#### Short exercise
Reproduce the data below word for word, from the line containing "Would you be able to indicate the upper-story" through the end of the data. Leave the pictures out of your answer.

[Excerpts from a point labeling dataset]
* * * * * * * * *
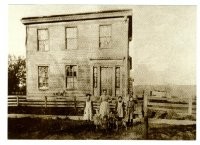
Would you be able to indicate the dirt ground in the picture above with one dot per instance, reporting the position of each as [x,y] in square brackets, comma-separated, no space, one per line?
[59,129]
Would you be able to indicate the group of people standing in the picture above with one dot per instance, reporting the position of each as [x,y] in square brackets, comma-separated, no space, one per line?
[121,110]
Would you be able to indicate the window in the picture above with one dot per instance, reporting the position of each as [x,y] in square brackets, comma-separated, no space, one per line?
[43,77]
[43,44]
[71,38]
[95,77]
[71,77]
[105,36]
[117,77]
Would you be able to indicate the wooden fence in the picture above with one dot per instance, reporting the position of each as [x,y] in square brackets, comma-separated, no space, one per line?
[68,102]
[184,106]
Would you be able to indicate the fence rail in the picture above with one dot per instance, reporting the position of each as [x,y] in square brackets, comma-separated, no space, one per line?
[178,105]
[51,102]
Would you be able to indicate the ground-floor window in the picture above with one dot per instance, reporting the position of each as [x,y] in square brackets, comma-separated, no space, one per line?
[117,77]
[43,79]
[71,76]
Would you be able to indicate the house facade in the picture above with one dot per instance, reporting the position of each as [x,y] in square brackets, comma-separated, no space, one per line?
[78,53]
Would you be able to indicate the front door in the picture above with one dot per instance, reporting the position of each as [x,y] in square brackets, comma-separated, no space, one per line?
[106,80]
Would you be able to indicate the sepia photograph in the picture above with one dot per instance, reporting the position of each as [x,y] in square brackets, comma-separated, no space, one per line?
[101,72]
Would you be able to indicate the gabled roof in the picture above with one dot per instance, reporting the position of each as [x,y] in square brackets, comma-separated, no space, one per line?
[77,16]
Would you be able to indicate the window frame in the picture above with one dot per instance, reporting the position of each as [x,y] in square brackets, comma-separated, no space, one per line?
[110,25]
[66,76]
[66,48]
[39,77]
[38,46]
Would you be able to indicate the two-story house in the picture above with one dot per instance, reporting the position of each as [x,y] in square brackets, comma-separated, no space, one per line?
[78,53]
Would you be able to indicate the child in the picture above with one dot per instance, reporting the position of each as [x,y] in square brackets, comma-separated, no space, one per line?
[120,108]
[88,108]
[130,110]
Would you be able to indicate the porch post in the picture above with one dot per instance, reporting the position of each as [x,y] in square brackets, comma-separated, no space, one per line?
[91,80]
[113,82]
[99,80]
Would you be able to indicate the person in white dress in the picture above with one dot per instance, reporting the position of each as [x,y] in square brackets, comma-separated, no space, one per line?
[104,108]
[120,108]
[88,108]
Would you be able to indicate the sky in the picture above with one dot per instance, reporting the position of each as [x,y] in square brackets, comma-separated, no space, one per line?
[163,48]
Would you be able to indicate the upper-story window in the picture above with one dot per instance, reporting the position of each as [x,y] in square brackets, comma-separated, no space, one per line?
[105,36]
[43,37]
[43,79]
[71,38]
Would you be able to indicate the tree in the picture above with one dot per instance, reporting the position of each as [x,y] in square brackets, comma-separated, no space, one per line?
[16,74]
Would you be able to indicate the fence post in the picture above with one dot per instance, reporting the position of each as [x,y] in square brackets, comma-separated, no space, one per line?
[17,100]
[145,109]
[190,106]
[45,101]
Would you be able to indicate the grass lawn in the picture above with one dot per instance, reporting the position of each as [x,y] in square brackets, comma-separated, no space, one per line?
[37,128]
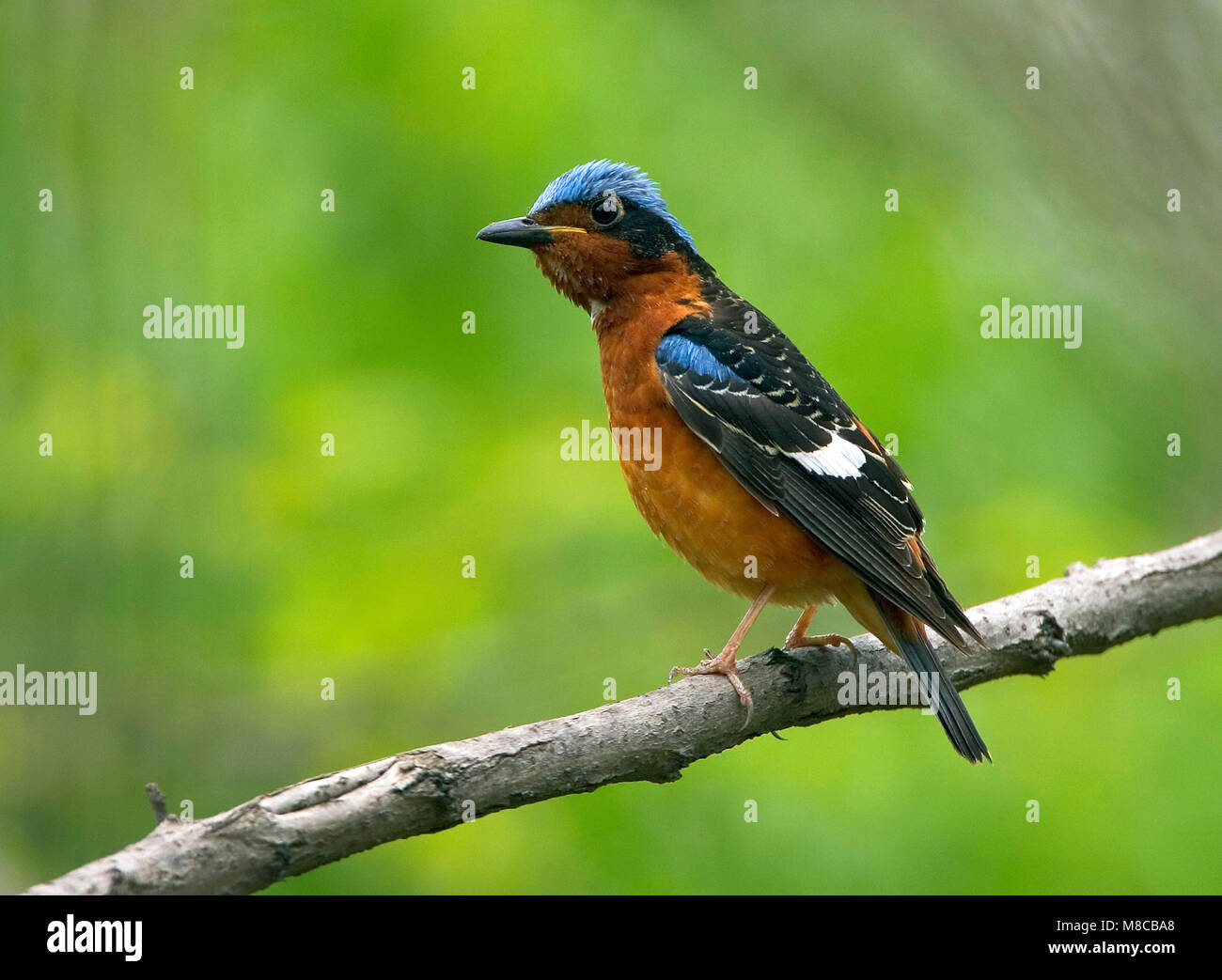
* * * * * * * * *
#### Correct output
Would you be able to indicate the upper-story window in the picture above with one dot per instance, reporting the position of each as [x,y] in square brackets, comma-separated, no space, one per line?
[105,36]
[43,37]
[43,79]
[71,38]
Would you be able to indicate the tree in the picture above with one dot per instance, reporting the position of each as [x,y] in square brackets, comma-separated, no space, one per line?
[16,74]
Would you be able to indicate the fence post in the picture above with one dot per instance, reporting the position of each as [x,y] in square brackets, comma-separated, no space, one per line?
[17,100]
[145,109]
[190,106]
[45,101]
Would you be able to indicate the grass lawn in the picture above with one dot per instance, reporting the position of each as [x,y] in square brackets, comma-separated, no space, one per line?
[37,128]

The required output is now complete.